● What you need to do
Extend the article on Samiri, picking up right after its last sentence.

● Document excerpt
_____

Samiri (Islamic figure)

Samiri (Islamic figure)

Samiri (Arabic: السامريtranslit.: Sāmirī, Hebrew: זִמְרִ֖י‎ / Zimri son of Salu, prince of the patriarchal house of the Simeonites, in Numbers, 24:14) is the name given in the Qur'an to the creator of the Golden Calf. He was the man who tempted the Israelites to forsake the worship of Allah while Musa (Moses) was away for 40 days on Mount Sinai while he and the other Sahabah (companions) believed Musa (Moses) had died.[1] The Qur'an narrates that Samiri gave the illusion that the idol was making a 'lowing' sound, and later exegesis embellishes upon this, narrating that Samiri did this by casting the calf into the dust upon which archangel Gabriel had tread.[2] In sharp contrast to account given in the Hebrew Bible, the Qur'an does not blame Aaron (Haroun) for the creation of the calf and instead praises him for trying to stop the worship of the calf.[3]

The Hebrew Bible mentions Zimri as a chief instigator of the later Heresy of Peor, and does not mention him in connection with the Golden Calf. However, his sinful character as depicted in the Bible makes plausible the role attributed to him by Islam.

_____

● Dataset rows showing where objects appear
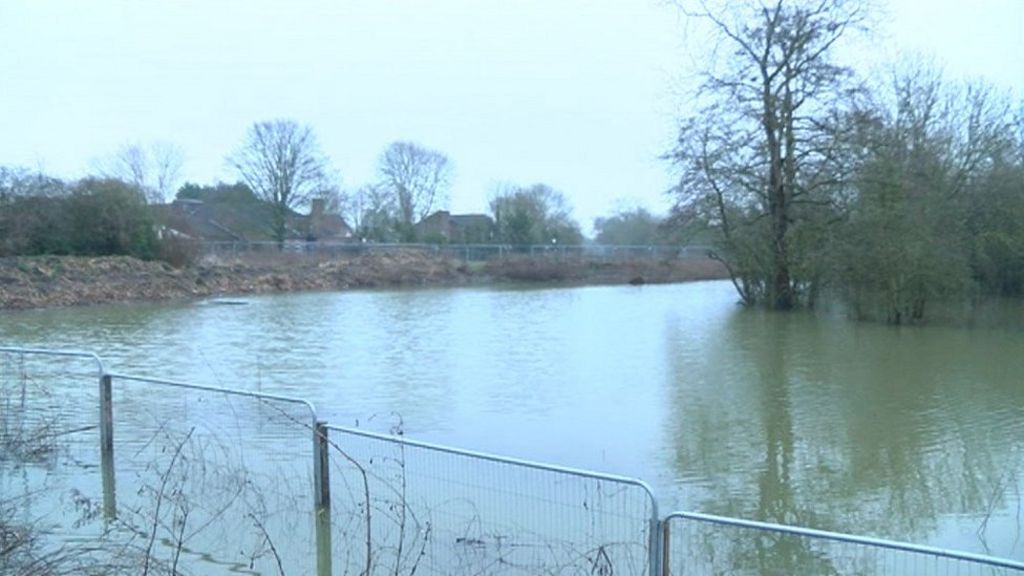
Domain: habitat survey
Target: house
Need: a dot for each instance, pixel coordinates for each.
(232, 214)
(456, 229)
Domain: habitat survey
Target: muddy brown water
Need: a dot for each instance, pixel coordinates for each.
(911, 434)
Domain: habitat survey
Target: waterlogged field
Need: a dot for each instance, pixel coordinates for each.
(911, 434)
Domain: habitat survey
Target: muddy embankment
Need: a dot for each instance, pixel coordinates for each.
(61, 281)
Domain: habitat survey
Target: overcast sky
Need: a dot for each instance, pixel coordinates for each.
(582, 94)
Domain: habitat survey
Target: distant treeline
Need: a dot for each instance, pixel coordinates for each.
(93, 216)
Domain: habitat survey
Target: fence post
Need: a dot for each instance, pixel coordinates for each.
(322, 498)
(666, 546)
(107, 446)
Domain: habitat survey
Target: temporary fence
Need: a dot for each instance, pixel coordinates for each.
(401, 506)
(704, 544)
(220, 477)
(239, 482)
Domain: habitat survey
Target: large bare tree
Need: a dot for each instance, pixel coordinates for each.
(281, 161)
(759, 156)
(418, 177)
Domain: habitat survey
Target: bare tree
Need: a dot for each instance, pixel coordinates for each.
(370, 209)
(418, 177)
(281, 161)
(761, 152)
(155, 169)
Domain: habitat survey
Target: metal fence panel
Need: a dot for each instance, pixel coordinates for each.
(217, 481)
(704, 545)
(401, 506)
(49, 449)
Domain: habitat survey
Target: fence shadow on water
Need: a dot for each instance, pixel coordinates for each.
(114, 474)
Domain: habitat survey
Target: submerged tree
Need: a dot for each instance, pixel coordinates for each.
(922, 227)
(281, 161)
(760, 157)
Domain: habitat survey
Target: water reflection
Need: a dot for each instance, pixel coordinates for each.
(860, 428)
(909, 434)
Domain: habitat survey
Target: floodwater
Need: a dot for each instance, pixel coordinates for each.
(911, 434)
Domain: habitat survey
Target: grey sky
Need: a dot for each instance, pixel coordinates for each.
(581, 94)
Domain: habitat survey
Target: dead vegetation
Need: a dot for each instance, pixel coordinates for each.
(61, 281)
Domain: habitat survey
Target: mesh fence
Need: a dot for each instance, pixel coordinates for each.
(215, 482)
(710, 545)
(49, 449)
(402, 507)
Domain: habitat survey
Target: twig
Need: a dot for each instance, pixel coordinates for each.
(160, 499)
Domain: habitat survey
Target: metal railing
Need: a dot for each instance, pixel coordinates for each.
(406, 506)
(698, 543)
(229, 478)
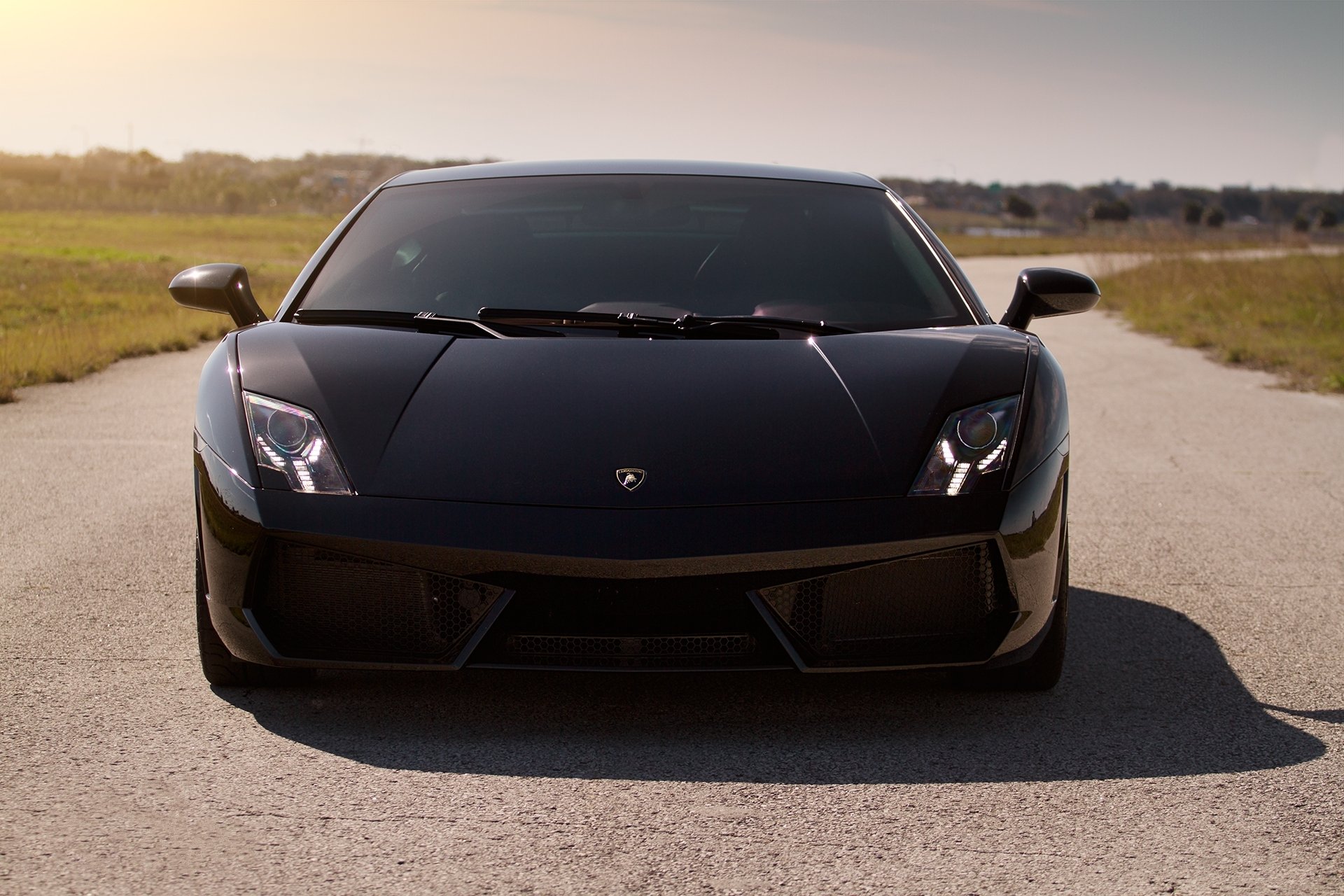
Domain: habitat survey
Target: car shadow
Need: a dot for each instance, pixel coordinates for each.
(1147, 694)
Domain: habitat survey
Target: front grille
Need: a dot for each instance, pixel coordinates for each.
(316, 603)
(894, 613)
(634, 652)
(692, 622)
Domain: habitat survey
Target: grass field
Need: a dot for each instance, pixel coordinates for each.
(81, 290)
(1281, 315)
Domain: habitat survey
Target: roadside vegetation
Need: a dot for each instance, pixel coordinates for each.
(80, 290)
(1280, 315)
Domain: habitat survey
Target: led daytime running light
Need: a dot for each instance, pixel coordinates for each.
(953, 466)
(309, 464)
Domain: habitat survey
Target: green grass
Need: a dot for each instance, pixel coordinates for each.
(81, 290)
(1284, 315)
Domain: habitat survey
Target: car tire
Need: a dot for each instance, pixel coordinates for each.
(220, 666)
(1042, 669)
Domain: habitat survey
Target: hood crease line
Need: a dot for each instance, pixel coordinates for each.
(858, 410)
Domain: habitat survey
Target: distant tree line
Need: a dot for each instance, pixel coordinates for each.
(1063, 206)
(211, 182)
(202, 182)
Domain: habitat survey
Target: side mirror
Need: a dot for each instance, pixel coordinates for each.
(218, 288)
(1044, 292)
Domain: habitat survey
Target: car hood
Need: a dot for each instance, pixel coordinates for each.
(550, 421)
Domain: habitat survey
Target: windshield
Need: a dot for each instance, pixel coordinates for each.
(657, 245)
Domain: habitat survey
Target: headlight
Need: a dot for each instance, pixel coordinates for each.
(974, 441)
(289, 440)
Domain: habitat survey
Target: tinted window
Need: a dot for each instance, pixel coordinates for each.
(655, 245)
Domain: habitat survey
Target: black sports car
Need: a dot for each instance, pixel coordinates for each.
(632, 415)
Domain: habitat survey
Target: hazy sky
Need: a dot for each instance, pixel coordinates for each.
(1023, 90)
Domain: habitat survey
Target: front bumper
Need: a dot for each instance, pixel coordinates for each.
(368, 582)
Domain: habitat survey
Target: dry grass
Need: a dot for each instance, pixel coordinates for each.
(81, 290)
(1281, 315)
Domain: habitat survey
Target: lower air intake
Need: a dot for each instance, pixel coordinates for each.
(638, 652)
(946, 605)
(315, 603)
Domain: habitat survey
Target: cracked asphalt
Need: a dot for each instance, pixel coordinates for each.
(1193, 747)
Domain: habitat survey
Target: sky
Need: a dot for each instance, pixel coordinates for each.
(1200, 93)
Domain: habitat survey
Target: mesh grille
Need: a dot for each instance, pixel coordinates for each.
(631, 652)
(870, 610)
(328, 605)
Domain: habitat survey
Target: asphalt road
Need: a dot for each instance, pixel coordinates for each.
(1194, 746)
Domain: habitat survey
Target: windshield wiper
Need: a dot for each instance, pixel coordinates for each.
(819, 328)
(687, 326)
(420, 321)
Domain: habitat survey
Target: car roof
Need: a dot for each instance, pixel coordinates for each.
(631, 167)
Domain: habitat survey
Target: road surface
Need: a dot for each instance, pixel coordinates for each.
(1194, 746)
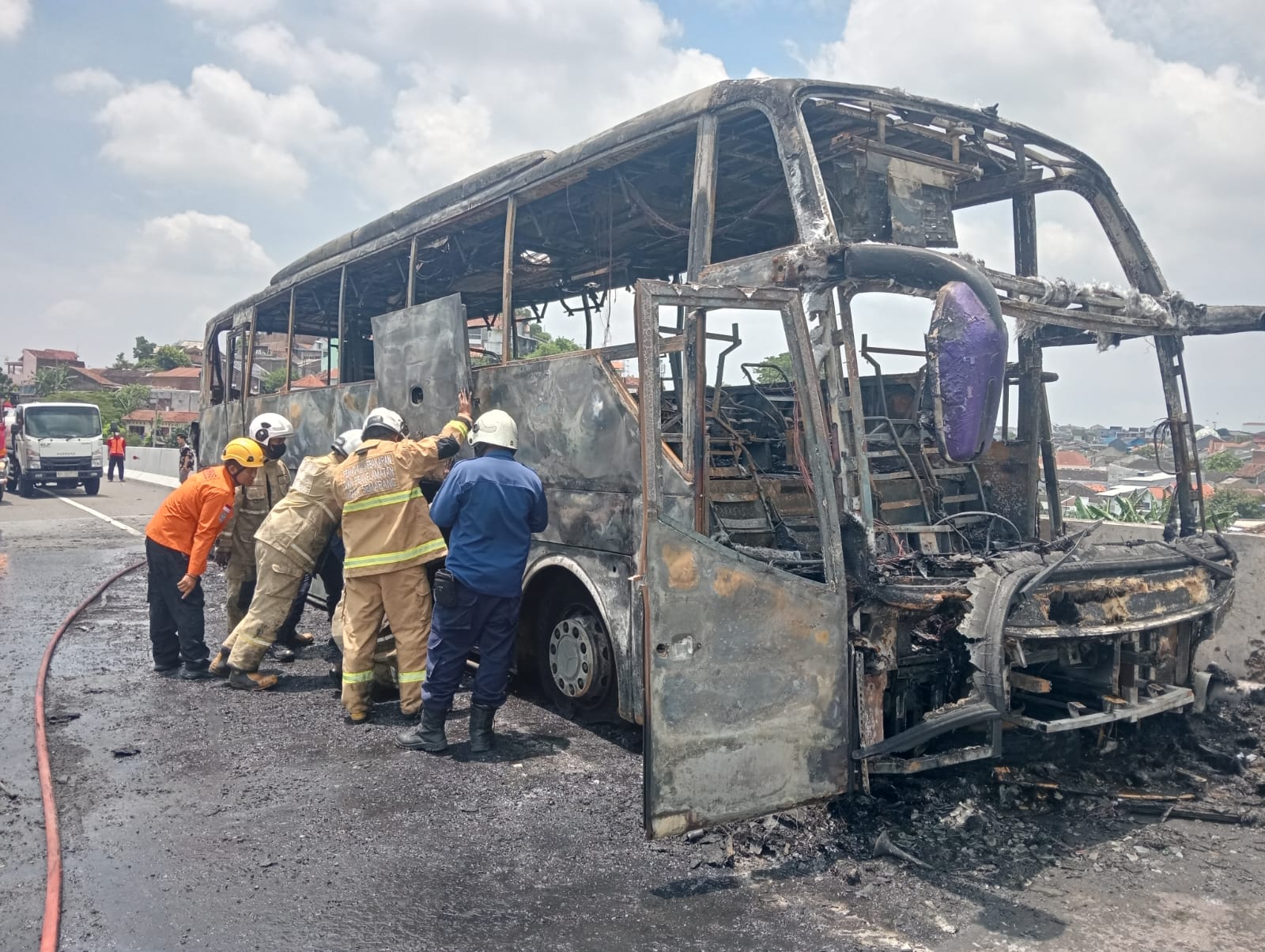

_____

● Result below
  • In the Quran 1
  • In the Baha'i Faith 2
  • See also 3
  • References 4

In the Quran

Surah Al-Araaf (7):

{142} And We made an appointment with Musa (Moses) for thirty nights, and completed them with ten [more]; thus the tryst of his Lord was completed in forty nights. And Musa (Moses) said to Haroun (Aaron), his brother, ‘Be my successor among my people, do right and do not follow the way of the agents of corruption.’[4]

Surah Al-Qasas (28):

{34} "Haroun, my brother —he is more eloquent than me in speech. So send him with me as a helper to confirm me, for I fear that they will impugn me.'" {35} "He said, 'We will strengthen your arm by means of your brother, and invest both of you with such authority that they will not touch you. With the help of Our signs, you two, and those who follow the two of you, shall be the victors.'"[5]

Surah Ta Ha (20):

{85} He said, ‘Indeed We tried your people in your absence, and Samiri1 has led them astray.’ {86} Thereupon Musa (Moses) returned to his people, indignant and grieved. He said, ‘O my people! Did not your Lord give you a true promise? Did the period [of my absence] seem too long to you? Or did you desire that your Lord’s wrath should descend on you and so you failed your tryst with me?’ {87} They said, ‘We did not fail our tryst with you of our own accord, but we were laden with the weight of the people’s ornaments, and we cast them [into the fire] and so did the Samiri throw.’ {88} Then he produced for them a calf —a [lifeless] body with a low— and they said, This is your god and the god of Musa (Moses), so he forgot! {89} Did they not see that it did not answer them, nor could it bring them any benefit or harm? {90} Haroun (Aaron) had certainly told them earlier, ‘O my people! You are only being tested by it. Indeed your Lord is the All-beneficent. So follow me and obey my command!’[6]
1 He was one of the Sahabah (Companions) of the Prophet Musa (AS)

In the Baha'i Faith

The Bahá'í Faith sees Samiri as a magician who led people away from the "knowledge and justice" of Moses to ignorance. He is mentioned in the Kitáb-i-Íqán, the primary theological work of the Baha'i religion.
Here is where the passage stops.